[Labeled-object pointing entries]
[BEGIN]
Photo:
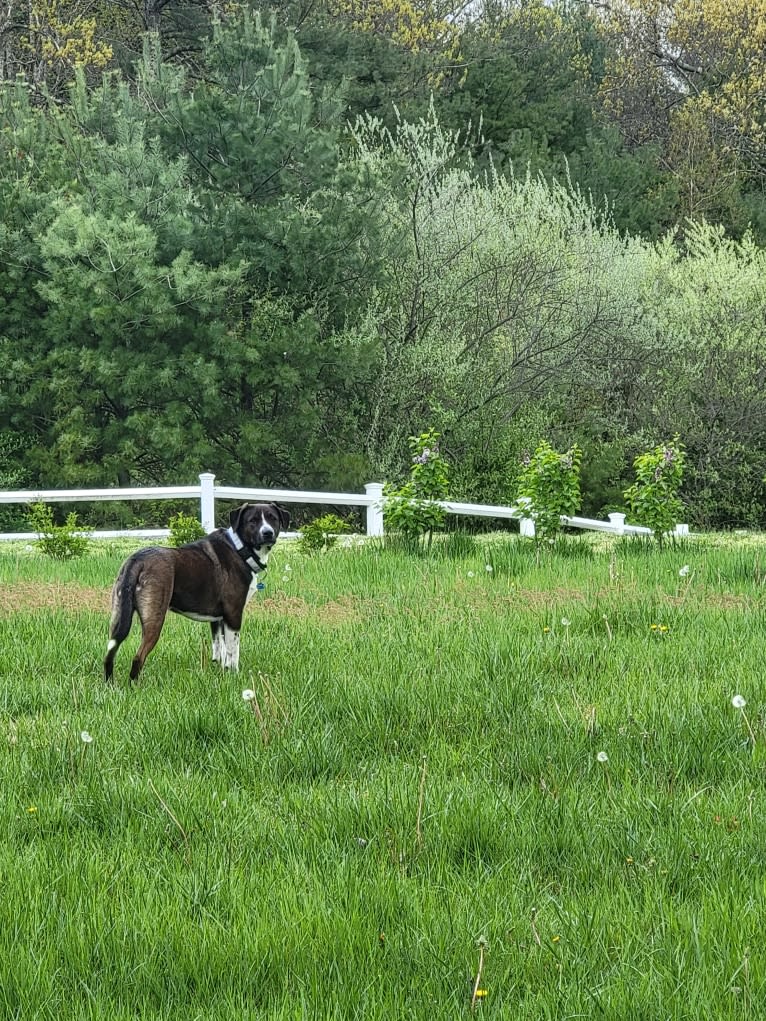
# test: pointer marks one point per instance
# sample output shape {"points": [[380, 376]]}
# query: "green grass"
{"points": [[420, 772]]}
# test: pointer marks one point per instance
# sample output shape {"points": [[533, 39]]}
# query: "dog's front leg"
{"points": [[230, 657]]}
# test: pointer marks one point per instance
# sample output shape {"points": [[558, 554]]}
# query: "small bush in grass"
{"points": [[551, 481], [60, 542], [322, 533], [184, 528], [654, 496]]}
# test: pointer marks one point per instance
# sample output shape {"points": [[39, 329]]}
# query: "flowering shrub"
{"points": [[410, 509], [654, 496], [551, 482]]}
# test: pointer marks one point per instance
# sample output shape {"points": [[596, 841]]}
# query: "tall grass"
{"points": [[419, 771]]}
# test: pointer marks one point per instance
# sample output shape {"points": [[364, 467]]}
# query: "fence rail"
{"points": [[207, 493]]}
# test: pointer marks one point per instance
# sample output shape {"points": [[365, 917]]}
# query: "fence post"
{"points": [[526, 525], [618, 520], [375, 508], [207, 500]]}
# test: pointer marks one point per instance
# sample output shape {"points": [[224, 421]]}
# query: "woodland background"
{"points": [[275, 240]]}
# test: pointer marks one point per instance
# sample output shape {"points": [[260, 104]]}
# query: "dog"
{"points": [[207, 580]]}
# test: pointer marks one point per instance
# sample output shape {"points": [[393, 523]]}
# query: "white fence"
{"points": [[207, 492]]}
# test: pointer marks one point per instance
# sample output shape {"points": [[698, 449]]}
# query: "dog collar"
{"points": [[247, 553]]}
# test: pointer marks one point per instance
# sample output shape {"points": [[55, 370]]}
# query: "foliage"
{"points": [[551, 482], [411, 509], [654, 498], [322, 533], [60, 542], [184, 528]]}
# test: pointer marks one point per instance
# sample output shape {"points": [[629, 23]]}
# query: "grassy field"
{"points": [[481, 765]]}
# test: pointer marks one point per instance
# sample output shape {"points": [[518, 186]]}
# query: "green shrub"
{"points": [[61, 542], [411, 509], [654, 496], [184, 528], [322, 533]]}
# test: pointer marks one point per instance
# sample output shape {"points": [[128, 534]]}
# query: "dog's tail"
{"points": [[123, 606]]}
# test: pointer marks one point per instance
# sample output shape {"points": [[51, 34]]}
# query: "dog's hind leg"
{"points": [[230, 659], [219, 647], [152, 600], [122, 618]]}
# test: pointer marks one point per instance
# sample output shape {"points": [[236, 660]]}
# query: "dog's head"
{"points": [[257, 525]]}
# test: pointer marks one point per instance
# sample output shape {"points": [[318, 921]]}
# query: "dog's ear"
{"points": [[284, 517], [235, 518]]}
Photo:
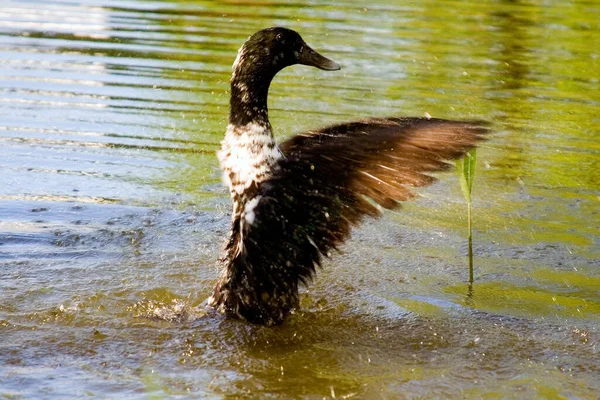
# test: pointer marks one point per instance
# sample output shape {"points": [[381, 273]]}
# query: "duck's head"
{"points": [[270, 50]]}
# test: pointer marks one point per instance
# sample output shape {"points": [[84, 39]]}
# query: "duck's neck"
{"points": [[249, 91], [249, 153]]}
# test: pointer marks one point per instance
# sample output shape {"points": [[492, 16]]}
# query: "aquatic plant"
{"points": [[465, 167]]}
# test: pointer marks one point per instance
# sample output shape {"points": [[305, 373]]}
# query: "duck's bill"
{"points": [[310, 57]]}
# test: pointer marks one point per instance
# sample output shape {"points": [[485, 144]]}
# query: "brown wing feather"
{"points": [[385, 157], [318, 193]]}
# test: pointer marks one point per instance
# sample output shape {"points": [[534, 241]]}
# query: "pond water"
{"points": [[111, 207]]}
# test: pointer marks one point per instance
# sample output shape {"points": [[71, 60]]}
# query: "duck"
{"points": [[295, 202]]}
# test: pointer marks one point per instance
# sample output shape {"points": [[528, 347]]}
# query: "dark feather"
{"points": [[319, 192]]}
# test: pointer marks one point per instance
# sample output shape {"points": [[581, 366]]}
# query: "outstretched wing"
{"points": [[320, 190]]}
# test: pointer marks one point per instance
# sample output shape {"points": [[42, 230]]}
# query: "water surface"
{"points": [[111, 208]]}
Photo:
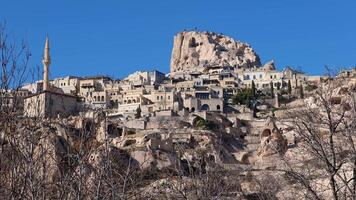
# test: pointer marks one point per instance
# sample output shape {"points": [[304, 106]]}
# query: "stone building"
{"points": [[49, 103]]}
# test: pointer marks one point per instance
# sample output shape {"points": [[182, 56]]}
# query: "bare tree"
{"points": [[326, 129]]}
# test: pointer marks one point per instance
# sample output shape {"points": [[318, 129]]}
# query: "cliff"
{"points": [[196, 51]]}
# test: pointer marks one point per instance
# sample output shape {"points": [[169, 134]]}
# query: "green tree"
{"points": [[289, 87], [301, 91], [272, 89], [253, 87], [138, 113]]}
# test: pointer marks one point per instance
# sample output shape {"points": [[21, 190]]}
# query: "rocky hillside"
{"points": [[196, 51]]}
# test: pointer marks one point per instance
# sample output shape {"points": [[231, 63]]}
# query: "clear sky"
{"points": [[119, 37]]}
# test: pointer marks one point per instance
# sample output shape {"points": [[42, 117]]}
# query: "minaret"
{"points": [[46, 62]]}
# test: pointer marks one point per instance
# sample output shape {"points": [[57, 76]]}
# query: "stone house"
{"points": [[50, 104]]}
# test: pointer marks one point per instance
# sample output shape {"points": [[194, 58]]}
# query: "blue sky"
{"points": [[119, 37]]}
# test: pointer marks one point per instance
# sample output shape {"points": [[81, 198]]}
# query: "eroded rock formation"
{"points": [[196, 51]]}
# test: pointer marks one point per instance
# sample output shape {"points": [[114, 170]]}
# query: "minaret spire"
{"points": [[46, 61]]}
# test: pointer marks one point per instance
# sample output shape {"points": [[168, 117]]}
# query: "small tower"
{"points": [[46, 61]]}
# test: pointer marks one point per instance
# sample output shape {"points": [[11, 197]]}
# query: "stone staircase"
{"points": [[252, 143]]}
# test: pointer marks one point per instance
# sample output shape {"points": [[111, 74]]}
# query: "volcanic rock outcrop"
{"points": [[196, 51]]}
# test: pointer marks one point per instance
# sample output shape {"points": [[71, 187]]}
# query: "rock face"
{"points": [[272, 140], [196, 51]]}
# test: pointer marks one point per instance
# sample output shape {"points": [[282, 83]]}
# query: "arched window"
{"points": [[205, 107]]}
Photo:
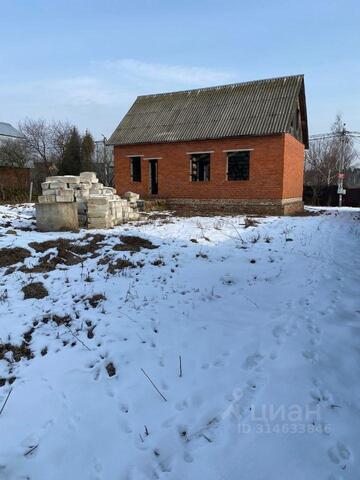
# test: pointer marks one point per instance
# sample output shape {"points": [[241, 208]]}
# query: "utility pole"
{"points": [[341, 173]]}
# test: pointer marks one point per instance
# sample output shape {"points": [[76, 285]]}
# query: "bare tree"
{"points": [[38, 139], [60, 133], [45, 141], [327, 156], [13, 153]]}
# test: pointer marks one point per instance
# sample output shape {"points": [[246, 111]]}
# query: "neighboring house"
{"points": [[7, 132], [237, 147]]}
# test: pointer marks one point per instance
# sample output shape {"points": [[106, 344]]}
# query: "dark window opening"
{"points": [[200, 167], [135, 167], [238, 165]]}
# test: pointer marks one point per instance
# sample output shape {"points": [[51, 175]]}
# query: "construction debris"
{"points": [[97, 206]]}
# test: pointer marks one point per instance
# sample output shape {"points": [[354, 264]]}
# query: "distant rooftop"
{"points": [[7, 130]]}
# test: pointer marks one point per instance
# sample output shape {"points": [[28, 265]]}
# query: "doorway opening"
{"points": [[153, 177]]}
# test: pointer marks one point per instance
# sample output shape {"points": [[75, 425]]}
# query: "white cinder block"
{"points": [[46, 198], [88, 177], [71, 179]]}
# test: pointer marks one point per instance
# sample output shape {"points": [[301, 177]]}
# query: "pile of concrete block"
{"points": [[98, 206]]}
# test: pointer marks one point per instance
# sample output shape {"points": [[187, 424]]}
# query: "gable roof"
{"points": [[8, 130], [260, 107]]}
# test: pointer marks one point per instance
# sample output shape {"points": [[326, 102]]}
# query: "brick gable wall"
{"points": [[276, 163]]}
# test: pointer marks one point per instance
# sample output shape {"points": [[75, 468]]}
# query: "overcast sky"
{"points": [[86, 61]]}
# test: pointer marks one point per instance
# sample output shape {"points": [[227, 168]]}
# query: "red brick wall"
{"points": [[266, 169], [293, 167]]}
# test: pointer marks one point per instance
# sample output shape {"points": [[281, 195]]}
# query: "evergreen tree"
{"points": [[87, 152], [71, 162]]}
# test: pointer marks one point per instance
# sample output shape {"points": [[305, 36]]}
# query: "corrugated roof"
{"points": [[260, 107], [8, 130]]}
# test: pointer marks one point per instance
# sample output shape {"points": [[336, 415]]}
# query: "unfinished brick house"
{"points": [[236, 147]]}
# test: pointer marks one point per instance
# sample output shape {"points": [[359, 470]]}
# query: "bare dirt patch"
{"points": [[69, 252], [132, 243], [111, 369], [16, 352], [35, 290], [11, 256], [59, 320], [119, 264], [95, 300]]}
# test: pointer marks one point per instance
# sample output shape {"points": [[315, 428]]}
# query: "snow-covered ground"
{"points": [[264, 319]]}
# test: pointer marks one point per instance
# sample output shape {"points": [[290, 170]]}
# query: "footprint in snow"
{"points": [[339, 453], [310, 355], [252, 361]]}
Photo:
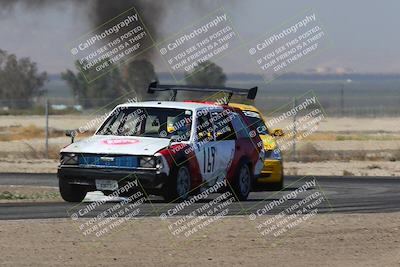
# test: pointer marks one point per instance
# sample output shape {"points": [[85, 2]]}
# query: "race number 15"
{"points": [[209, 159]]}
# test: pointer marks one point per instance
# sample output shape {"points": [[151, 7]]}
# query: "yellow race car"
{"points": [[272, 173]]}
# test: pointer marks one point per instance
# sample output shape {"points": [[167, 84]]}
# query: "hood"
{"points": [[268, 141], [109, 144]]}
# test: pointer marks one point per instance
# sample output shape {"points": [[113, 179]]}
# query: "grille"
{"points": [[108, 161]]}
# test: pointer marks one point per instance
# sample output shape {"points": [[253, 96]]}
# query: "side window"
{"points": [[240, 127], [223, 126], [204, 129]]}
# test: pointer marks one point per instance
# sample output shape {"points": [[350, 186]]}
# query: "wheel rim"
{"points": [[244, 180], [183, 182]]}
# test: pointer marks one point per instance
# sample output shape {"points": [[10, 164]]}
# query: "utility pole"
{"points": [[342, 100], [294, 129], [47, 127]]}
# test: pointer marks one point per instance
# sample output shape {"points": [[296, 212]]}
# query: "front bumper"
{"points": [[148, 179], [271, 172]]}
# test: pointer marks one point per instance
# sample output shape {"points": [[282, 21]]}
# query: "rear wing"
{"points": [[155, 87]]}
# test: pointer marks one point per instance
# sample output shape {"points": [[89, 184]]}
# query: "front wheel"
{"points": [[178, 186], [71, 193], [242, 184]]}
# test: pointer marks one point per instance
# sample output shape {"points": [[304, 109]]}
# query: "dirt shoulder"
{"points": [[331, 240]]}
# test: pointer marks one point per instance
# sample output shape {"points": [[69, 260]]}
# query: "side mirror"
{"points": [[71, 133], [277, 132]]}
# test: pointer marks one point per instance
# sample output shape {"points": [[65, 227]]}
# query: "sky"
{"points": [[364, 34]]}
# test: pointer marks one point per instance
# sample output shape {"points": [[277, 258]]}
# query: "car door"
{"points": [[204, 147], [225, 141]]}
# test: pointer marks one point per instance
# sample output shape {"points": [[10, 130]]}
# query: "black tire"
{"points": [[178, 185], [71, 193], [243, 182], [279, 185]]}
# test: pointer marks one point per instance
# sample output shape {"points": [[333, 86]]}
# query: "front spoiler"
[END]
__Work instructions__
How many lines of the entries above contain the string "wall"? Case counts; reply with the number alone.

__Problem solution__
2